- **Extracted data**:
* Begin *

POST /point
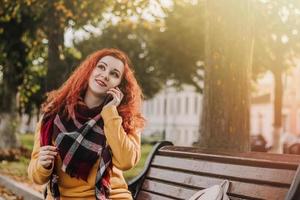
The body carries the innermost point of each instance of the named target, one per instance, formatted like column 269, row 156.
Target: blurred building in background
column 176, row 114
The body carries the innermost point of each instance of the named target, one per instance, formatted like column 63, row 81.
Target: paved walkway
column 20, row 189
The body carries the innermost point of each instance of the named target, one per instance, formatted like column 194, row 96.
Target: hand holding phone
column 114, row 97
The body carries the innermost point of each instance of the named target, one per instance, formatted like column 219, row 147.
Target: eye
column 115, row 74
column 102, row 67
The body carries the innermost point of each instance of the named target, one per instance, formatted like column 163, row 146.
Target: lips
column 101, row 83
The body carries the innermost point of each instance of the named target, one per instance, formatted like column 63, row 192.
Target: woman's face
column 107, row 74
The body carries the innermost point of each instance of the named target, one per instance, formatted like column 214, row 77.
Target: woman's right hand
column 47, row 155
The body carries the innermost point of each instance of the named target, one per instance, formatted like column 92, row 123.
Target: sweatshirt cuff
column 109, row 112
column 43, row 170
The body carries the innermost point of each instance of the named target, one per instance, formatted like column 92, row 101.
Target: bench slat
column 172, row 191
column 279, row 177
column 144, row 195
column 249, row 158
column 239, row 189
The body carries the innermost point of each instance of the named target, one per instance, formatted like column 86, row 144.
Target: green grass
column 20, row 168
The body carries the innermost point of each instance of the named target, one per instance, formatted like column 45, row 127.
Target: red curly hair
column 66, row 97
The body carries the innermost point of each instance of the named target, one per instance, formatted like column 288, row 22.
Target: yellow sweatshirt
column 125, row 154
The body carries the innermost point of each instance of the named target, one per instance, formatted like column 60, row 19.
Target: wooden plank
column 169, row 190
column 237, row 188
column 280, row 177
column 144, row 195
column 249, row 158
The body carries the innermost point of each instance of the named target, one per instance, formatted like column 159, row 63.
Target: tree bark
column 277, row 125
column 56, row 66
column 8, row 117
column 229, row 49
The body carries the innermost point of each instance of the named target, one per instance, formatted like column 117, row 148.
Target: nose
column 105, row 76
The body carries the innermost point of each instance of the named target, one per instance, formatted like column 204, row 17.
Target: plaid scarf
column 81, row 141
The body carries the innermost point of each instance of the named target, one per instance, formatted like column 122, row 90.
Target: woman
column 90, row 131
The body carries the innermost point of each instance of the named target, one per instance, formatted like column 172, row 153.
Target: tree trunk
column 226, row 100
column 277, row 125
column 8, row 117
column 56, row 65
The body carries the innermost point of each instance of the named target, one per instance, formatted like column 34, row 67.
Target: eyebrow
column 115, row 69
column 103, row 63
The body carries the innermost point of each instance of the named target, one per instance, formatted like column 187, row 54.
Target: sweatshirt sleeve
column 126, row 148
column 36, row 172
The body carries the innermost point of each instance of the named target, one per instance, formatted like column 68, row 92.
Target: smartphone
column 107, row 99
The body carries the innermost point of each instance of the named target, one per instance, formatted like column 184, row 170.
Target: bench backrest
column 179, row 172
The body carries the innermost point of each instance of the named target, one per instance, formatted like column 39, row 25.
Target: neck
column 92, row 100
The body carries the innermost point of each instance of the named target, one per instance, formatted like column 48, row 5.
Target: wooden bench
column 173, row 172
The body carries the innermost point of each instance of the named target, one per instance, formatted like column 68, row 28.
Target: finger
column 46, row 163
column 47, row 157
column 118, row 92
column 49, row 147
column 42, row 153
column 112, row 93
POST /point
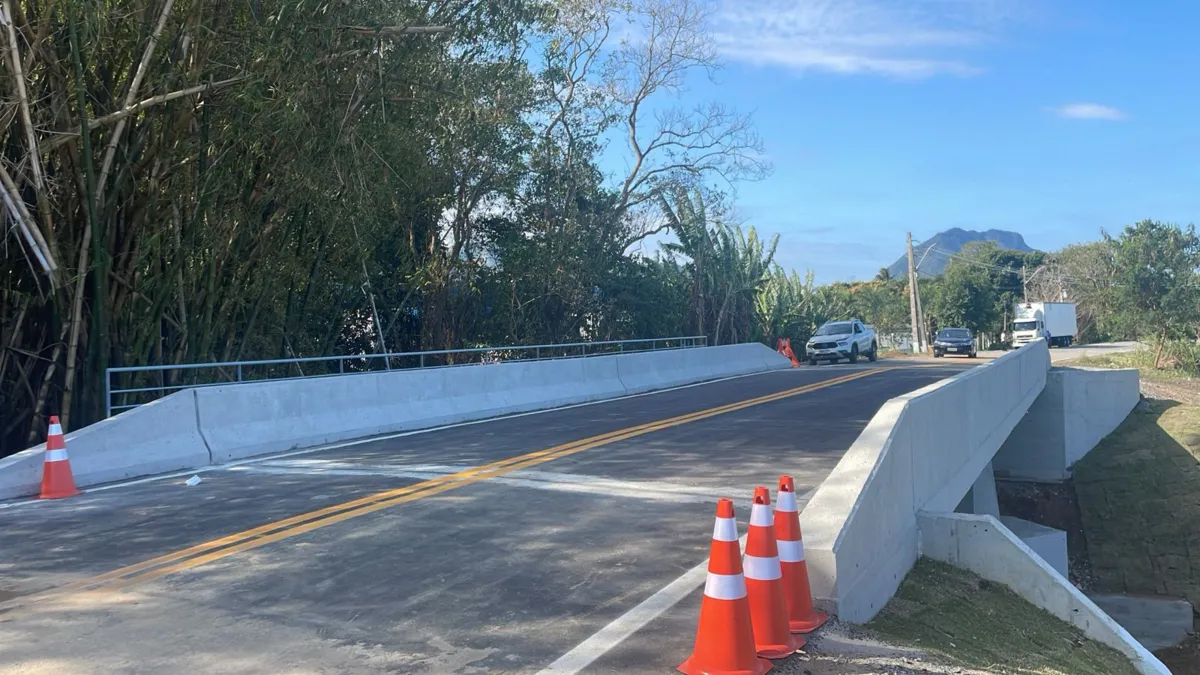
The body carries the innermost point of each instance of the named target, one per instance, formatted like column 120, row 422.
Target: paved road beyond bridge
column 498, row 547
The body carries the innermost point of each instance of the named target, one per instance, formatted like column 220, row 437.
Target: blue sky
column 1051, row 118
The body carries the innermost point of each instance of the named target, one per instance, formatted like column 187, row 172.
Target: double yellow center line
column 271, row 532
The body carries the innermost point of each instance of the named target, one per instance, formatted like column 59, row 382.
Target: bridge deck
column 490, row 547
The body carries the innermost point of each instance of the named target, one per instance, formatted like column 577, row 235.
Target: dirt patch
column 1183, row 659
column 1054, row 506
column 1183, row 390
column 957, row 617
column 1139, row 497
column 843, row 649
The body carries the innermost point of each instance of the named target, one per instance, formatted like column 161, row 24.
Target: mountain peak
column 945, row 244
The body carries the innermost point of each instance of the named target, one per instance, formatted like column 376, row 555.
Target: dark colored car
column 954, row 341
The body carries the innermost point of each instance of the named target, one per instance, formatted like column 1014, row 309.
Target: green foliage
column 1156, row 285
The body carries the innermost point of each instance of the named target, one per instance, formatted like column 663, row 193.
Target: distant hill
column 952, row 242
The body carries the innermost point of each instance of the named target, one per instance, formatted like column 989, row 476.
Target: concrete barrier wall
column 648, row 371
column 983, row 545
column 219, row 424
column 159, row 437
column 921, row 452
column 1074, row 412
column 250, row 419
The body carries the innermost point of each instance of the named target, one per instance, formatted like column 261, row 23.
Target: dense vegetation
column 198, row 180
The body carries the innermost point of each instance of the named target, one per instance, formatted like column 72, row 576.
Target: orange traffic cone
column 765, row 584
column 784, row 346
column 801, row 615
column 724, row 638
column 57, row 478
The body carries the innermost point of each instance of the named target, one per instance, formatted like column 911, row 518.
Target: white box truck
column 1054, row 321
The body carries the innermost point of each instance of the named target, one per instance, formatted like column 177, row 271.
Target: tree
column 964, row 297
column 1156, row 281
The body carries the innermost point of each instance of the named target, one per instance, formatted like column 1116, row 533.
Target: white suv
column 843, row 340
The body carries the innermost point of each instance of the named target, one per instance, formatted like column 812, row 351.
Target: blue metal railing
column 143, row 383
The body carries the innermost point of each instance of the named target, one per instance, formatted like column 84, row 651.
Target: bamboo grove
column 198, row 180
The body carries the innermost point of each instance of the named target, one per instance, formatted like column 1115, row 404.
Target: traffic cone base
column 717, row 651
column 771, row 604
column 809, row 626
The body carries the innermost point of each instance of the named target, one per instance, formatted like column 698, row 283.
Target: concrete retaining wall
column 1074, row 412
column 219, row 424
column 921, row 452
column 983, row 545
column 157, row 437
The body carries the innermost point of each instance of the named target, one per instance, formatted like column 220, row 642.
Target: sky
column 1050, row 118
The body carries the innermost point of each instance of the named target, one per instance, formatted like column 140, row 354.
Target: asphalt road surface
column 571, row 538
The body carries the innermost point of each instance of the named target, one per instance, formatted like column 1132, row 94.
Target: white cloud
column 1090, row 112
column 903, row 39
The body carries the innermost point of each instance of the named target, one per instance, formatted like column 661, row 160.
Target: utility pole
column 912, row 298
column 921, row 311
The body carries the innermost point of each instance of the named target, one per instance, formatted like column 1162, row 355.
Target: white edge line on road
column 621, row 628
column 630, row 622
column 413, row 432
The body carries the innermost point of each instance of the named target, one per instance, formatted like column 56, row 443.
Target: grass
column 1180, row 362
column 1139, row 497
column 973, row 623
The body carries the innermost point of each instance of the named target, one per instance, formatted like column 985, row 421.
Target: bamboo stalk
column 96, row 123
column 89, row 210
column 111, row 151
column 24, row 220
column 35, row 162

* End *

- **Aim of the task**:
Rewrite all of the records with every "innermost" swapped for "most central" and everything else unchanged. Leave the pictures out of your answer.

- **Written response**:
POST /point
The body carries the most central point of each instance of the named target, one per instance, formatted like column 269, row 156.
Target: blurred building in background
column 176, row 114
The body carries the most central point of each instance of the named target, one per instance, formatted like column 63, row 81.
Target: paved walkway
column 20, row 189
The body carries the most central point of each instance of the named target, one per instance, formatted like column 194, row 96.
Target: hand holding phone
column 114, row 97
The body carries the most central point of each instance of the named target, one per instance, formatted like column 219, row 147.
Target: eye
column 115, row 74
column 102, row 67
The body carries the most central point of each instance of the named target, one per instance, formatted like column 163, row 146.
Target: lips
column 101, row 83
The body carries the most central point of each instance of the named target, one per instance, formatted like column 63, row 192.
Target: woman's face
column 107, row 74
The body carries the most central point of each instance of the named target, one per instance, formatted like column 214, row 77.
Target: woman's right hand
column 47, row 155
The body carries the most central point of each instance of the named target, one per instance, formatted like column 92, row 123.
Target: sweatshirt cuff
column 109, row 112
column 43, row 170
The body carries the most central point of each instance of the named target, one per instance, formatted like column 92, row 101.
Target: bench slat
column 172, row 191
column 279, row 177
column 144, row 195
column 249, row 158
column 239, row 189
The body carries the most central point of each instance of the named target, one per instance, formatted like column 86, row 144.
Target: green grass
column 20, row 168
The body carries the most central point of each instance of the named target, one per instance, formatted like column 45, row 127.
Target: red curly hair
column 66, row 97
The body carries the most central point of each instance of the named target, one per instance, formatted like column 288, row 22.
Target: yellow sweatshirt
column 125, row 154
The body carries the most central point of each instance of the named target, one per instance, formatted like column 60, row 19.
Target: wooden plank
column 169, row 190
column 237, row 188
column 280, row 177
column 144, row 195
column 249, row 158
The body carries the most central point of each instance of the named target, one per instance, formatted like column 159, row 63.
Target: tree bark
column 277, row 125
column 56, row 66
column 8, row 117
column 229, row 49
The body carries the most central point of each instance of the named target, one per instance, formatted like column 117, row 148.
Target: nose
column 105, row 76
The body carries the most central point of each instance of the named target, one per instance, formatted like column 204, row 17.
Target: plaid scarf
column 81, row 141
The body carries the most central point of each instance of the named target, one per instance, formatted like column 122, row 90.
Target: woman
column 90, row 131
The body carries the most central point of each instance of the named target, one per instance, formatted like column 172, row 153.
Target: tree trunk
column 226, row 100
column 277, row 125
column 8, row 117
column 56, row 65
The body carries the most central point of each instance of the named target, one per instance, formatted like column 34, row 67.
Target: eyebrow
column 115, row 69
column 103, row 63
The body carries the most central point of each instance of the named target, one per instance, formatted like column 187, row 54.
Target: sweatshirt sleeve
column 126, row 148
column 36, row 172
The body carries the most central point of each instance of the named target, one per instance, formatted like column 68, row 92.
Target: smartphone
column 107, row 99
The body carries the most central point of each instance of the named target, one per instance, formatted like column 184, row 170.
Target: bench backrest
column 179, row 172
The body carries the most central point of each instance of the named target, one per instance, formatted like column 39, row 25.
Target: neck
column 92, row 100
The body carries the most central point of each instance of the named target, one per instance, formatted like column 48, row 5.
Target: wooden bench
column 173, row 172
The body carries the most central point of each instance of the named target, one per instance, formatted like column 68, row 28.
Target: finger
column 46, row 163
column 47, row 157
column 118, row 92
column 49, row 147
column 42, row 153
column 112, row 93
POST /point
The body carries the most central point of each instance of the named target, one per instance, formatted like column 120, row 422.
Target: paved road beyond bridge
column 498, row 547
The body carries the most central point of each instance of the named target, one per instance, formatted like column 220, row 437.
Target: blue sky
column 1051, row 118
The body carries the most central point of each instance of the named target, one per instance, formatted like column 187, row 172.
Target: double yellow center line
column 271, row 532
The body carries the most central point of each instance of the named target, one per instance, formatted like column 59, row 382.
Target: bridge deck
column 490, row 547
The body carries the most central point of each instance of the named target, one per instance, formatted like column 577, row 235.
Target: dirt patch
column 1183, row 659
column 1054, row 506
column 1183, row 390
column 957, row 617
column 1139, row 497
column 843, row 649
The body carries the most central point of each instance of the named target, one per instance, formatted like column 161, row 24.
Target: mountain peak
column 945, row 244
The body carries the most central point of each instance of the named target, one per instance, formatted like column 376, row 555.
Target: dark colored car
column 954, row 341
The body carries the most central point of each instance of the named target, one per instance, formatted like column 1014, row 309.
Target: green foliage
column 1156, row 285
The body carries the most central point of each instance of the named target, one per instance, formatted like column 663, row 193.
Target: distant hill
column 952, row 242
The body carries the most central point of each instance of the named target, one per instance, formatted like column 989, row 476.
Target: concrete barrier wall
column 648, row 371
column 983, row 545
column 219, row 424
column 159, row 437
column 921, row 452
column 1074, row 412
column 250, row 419
The body carries the most central point of each instance of the named target, one per instance, formatted like column 261, row 23.
Target: dense vegetation
column 198, row 180
The body carries the most central point of each instance of the named target, one per instance, formatted like column 72, row 576.
Target: orange traffic cone
column 765, row 584
column 784, row 346
column 801, row 615
column 724, row 638
column 57, row 478
The body carries the most central point of each instance of the named target, one per instance, formatted like column 911, row 518.
Target: white box truck
column 1054, row 321
The body carries the most central point of each instance of the named target, one per instance, formatted like column 177, row 271.
Target: tree
column 964, row 297
column 1156, row 281
The body carries the most central point of each instance of the named target, one per instance, formatted like column 1116, row 533.
Target: white suv
column 843, row 340
The body carries the most central point of each instance of the named target, one per instance, formatted like column 812, row 351.
Target: blue metal railing
column 143, row 383
The body carries the most central point of each instance of the named target, one per instance, formatted like column 84, row 651.
Target: bamboo grove
column 198, row 180
The body carries the most central point of each instance of the named target, one per instance, formatted like column 1115, row 404.
Target: traffic cone base
column 717, row 651
column 771, row 604
column 809, row 626
The body carries the most central point of each instance of the named target, one per instance, formatted like column 698, row 283.
Target: concrete retaining wall
column 1074, row 412
column 219, row 424
column 921, row 452
column 983, row 545
column 157, row 437
The body carries the most central point of each instance of the named target, one per instance, formatted like column 220, row 642.
Target: sky
column 1050, row 118
The body carries the most central point of each instance of the named target, one per instance, formatted like column 140, row 354.
Target: asphalt road surface
column 571, row 538
The body carries the most central point of each instance of the named target, one per instance, formatted like column 1132, row 94.
Target: white cloud
column 1090, row 112
column 903, row 39
The body carries the most central point of each instance of the named target, one per instance, formatted like column 661, row 160.
Target: utility pole
column 912, row 298
column 921, row 311
The body carries the most central point of each instance of the named target, one per instance, formatted like column 1162, row 355.
Target: white edge line on road
column 621, row 628
column 630, row 622
column 413, row 432
The body carries the most central point of each instance of the named target, one per instance, formatted like column 56, row 443.
Target: grass
column 1180, row 362
column 1139, row 497
column 973, row 623
The body carries the most central point of each instance of the named target, one per instance, formatted like column 985, row 421.
Target: bamboo stalk
column 96, row 123
column 89, row 210
column 111, row 151
column 24, row 220
column 35, row 162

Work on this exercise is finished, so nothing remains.